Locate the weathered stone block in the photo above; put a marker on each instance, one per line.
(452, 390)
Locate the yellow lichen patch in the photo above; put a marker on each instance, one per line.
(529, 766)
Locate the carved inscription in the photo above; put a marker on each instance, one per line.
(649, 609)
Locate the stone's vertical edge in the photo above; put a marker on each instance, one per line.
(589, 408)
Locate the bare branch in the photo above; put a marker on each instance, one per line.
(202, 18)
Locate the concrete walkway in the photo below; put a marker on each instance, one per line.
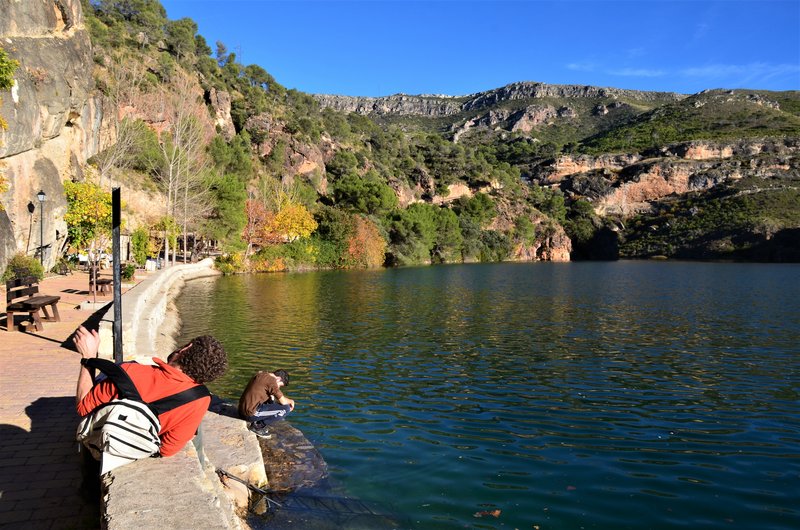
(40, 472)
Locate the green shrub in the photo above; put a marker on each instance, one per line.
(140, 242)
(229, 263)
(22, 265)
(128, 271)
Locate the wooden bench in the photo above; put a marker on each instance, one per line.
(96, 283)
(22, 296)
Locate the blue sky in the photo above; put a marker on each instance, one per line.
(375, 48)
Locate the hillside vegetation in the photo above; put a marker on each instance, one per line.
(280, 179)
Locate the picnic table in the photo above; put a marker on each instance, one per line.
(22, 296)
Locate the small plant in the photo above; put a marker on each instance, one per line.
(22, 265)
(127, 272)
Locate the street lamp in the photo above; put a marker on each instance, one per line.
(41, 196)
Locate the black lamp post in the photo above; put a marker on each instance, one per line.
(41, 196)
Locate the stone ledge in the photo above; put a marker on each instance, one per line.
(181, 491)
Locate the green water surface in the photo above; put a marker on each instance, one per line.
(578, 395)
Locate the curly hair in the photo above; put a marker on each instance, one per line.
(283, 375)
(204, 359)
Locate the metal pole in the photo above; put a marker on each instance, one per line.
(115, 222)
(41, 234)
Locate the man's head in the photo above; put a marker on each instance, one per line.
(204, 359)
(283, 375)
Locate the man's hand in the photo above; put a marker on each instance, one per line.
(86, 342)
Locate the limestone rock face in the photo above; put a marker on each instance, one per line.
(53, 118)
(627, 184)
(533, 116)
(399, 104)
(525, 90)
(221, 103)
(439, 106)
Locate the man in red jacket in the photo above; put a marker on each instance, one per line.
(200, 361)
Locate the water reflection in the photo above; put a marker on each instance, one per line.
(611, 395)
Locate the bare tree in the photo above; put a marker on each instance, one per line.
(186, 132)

####

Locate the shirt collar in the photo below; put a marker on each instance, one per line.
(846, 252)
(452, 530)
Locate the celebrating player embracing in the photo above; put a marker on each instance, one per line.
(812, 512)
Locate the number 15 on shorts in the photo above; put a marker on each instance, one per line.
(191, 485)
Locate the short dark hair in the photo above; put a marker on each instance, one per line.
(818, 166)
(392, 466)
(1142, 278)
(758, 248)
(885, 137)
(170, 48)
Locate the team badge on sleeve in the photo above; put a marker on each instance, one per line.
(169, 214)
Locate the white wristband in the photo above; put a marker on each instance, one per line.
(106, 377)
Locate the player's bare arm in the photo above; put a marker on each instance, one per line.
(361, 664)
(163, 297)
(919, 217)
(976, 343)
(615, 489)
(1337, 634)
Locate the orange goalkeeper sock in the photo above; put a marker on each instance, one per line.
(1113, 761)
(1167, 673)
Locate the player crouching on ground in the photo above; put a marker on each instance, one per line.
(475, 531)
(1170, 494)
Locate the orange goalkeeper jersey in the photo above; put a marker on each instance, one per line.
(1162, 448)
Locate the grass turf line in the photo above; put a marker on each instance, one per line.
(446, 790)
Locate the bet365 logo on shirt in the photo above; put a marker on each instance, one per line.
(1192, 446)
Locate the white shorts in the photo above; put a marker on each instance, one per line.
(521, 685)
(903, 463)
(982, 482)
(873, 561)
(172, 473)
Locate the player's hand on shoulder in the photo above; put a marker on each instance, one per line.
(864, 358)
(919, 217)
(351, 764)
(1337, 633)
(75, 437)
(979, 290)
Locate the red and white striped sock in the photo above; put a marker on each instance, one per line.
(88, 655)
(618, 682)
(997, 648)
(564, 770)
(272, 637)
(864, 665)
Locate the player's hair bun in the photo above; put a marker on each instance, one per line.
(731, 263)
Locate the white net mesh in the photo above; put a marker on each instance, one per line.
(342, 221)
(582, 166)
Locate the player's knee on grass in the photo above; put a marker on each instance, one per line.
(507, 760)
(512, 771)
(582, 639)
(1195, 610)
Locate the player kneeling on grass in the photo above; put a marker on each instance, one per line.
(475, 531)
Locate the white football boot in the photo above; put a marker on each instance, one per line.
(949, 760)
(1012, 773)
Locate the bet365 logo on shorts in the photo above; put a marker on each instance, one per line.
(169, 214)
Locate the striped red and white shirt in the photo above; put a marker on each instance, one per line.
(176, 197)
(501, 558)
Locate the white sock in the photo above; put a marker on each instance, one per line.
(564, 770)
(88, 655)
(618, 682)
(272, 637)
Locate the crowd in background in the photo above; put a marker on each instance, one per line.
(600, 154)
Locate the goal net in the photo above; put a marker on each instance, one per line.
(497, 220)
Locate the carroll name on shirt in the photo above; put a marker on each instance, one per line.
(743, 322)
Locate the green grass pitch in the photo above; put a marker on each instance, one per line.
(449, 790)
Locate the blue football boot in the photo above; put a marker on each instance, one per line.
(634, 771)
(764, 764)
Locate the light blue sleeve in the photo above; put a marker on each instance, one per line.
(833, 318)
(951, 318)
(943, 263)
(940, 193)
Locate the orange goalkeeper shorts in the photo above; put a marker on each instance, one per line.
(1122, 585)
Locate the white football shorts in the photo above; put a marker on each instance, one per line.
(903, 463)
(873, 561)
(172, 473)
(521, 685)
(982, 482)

####

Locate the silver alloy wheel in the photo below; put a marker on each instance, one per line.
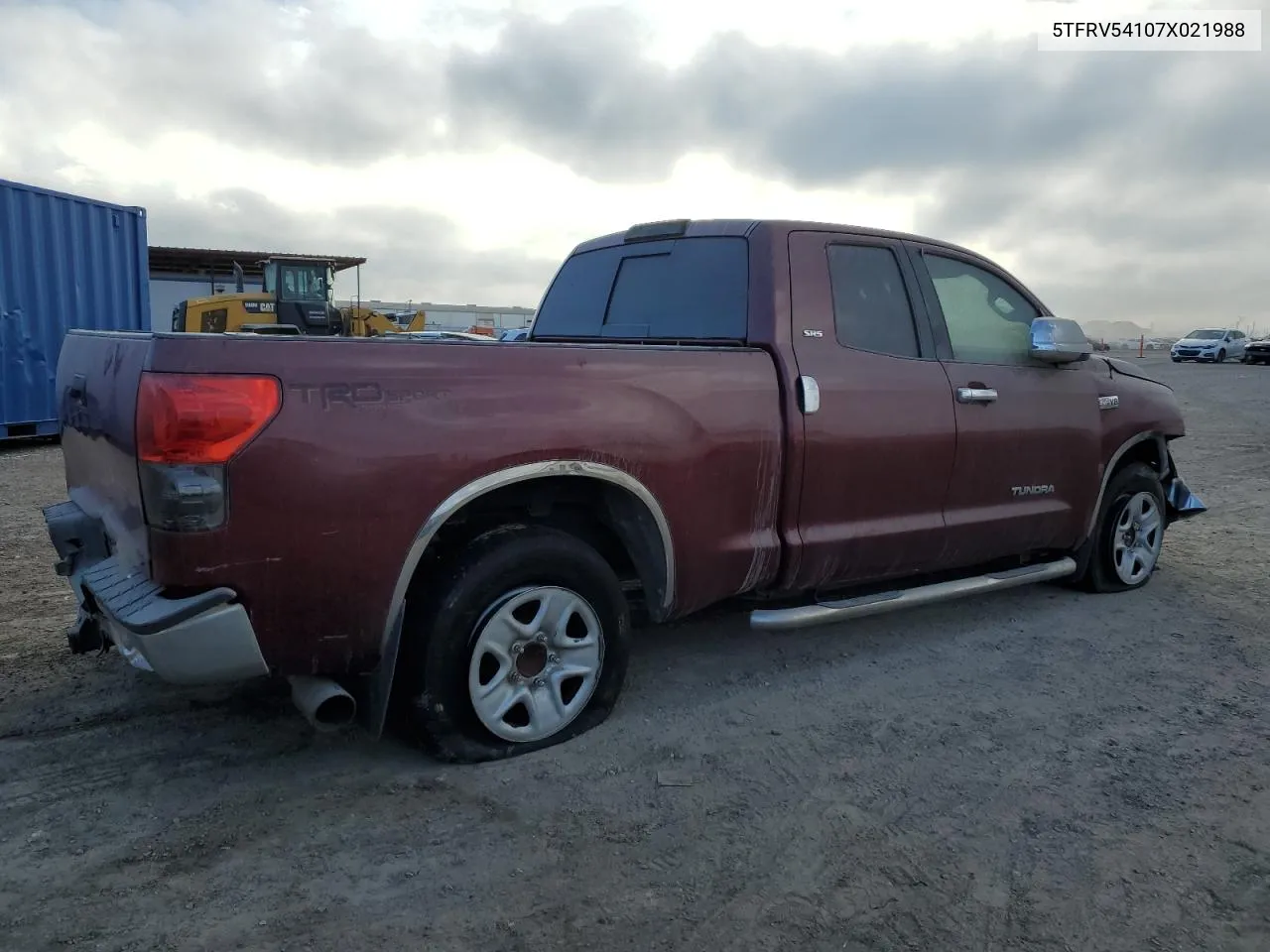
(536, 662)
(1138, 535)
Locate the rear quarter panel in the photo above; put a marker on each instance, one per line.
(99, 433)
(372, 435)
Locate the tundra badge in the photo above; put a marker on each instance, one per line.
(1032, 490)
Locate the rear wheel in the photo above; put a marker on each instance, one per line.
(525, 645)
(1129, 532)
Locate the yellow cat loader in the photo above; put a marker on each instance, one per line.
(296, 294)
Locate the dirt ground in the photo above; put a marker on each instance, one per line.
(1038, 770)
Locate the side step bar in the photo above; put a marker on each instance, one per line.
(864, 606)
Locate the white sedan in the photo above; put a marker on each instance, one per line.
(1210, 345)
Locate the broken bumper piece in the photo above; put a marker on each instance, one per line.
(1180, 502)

####

§ Stated task:
Copy out again, one per line, the material from the line with "Locate the blue football" to the line with "(1122, 585)", both of those lines included.

§ Full solution:
Locate the blue football boot in the photo above; put a marker on each instance, one per line.
(634, 771)
(764, 764)
Locate the light blue sleeve in the photo above; put a marker on each instance, one per line.
(833, 318)
(951, 318)
(943, 263)
(940, 193)
Locate the orange goalkeeper shorts in the photo above; put a marker on each instance, one per line.
(1122, 585)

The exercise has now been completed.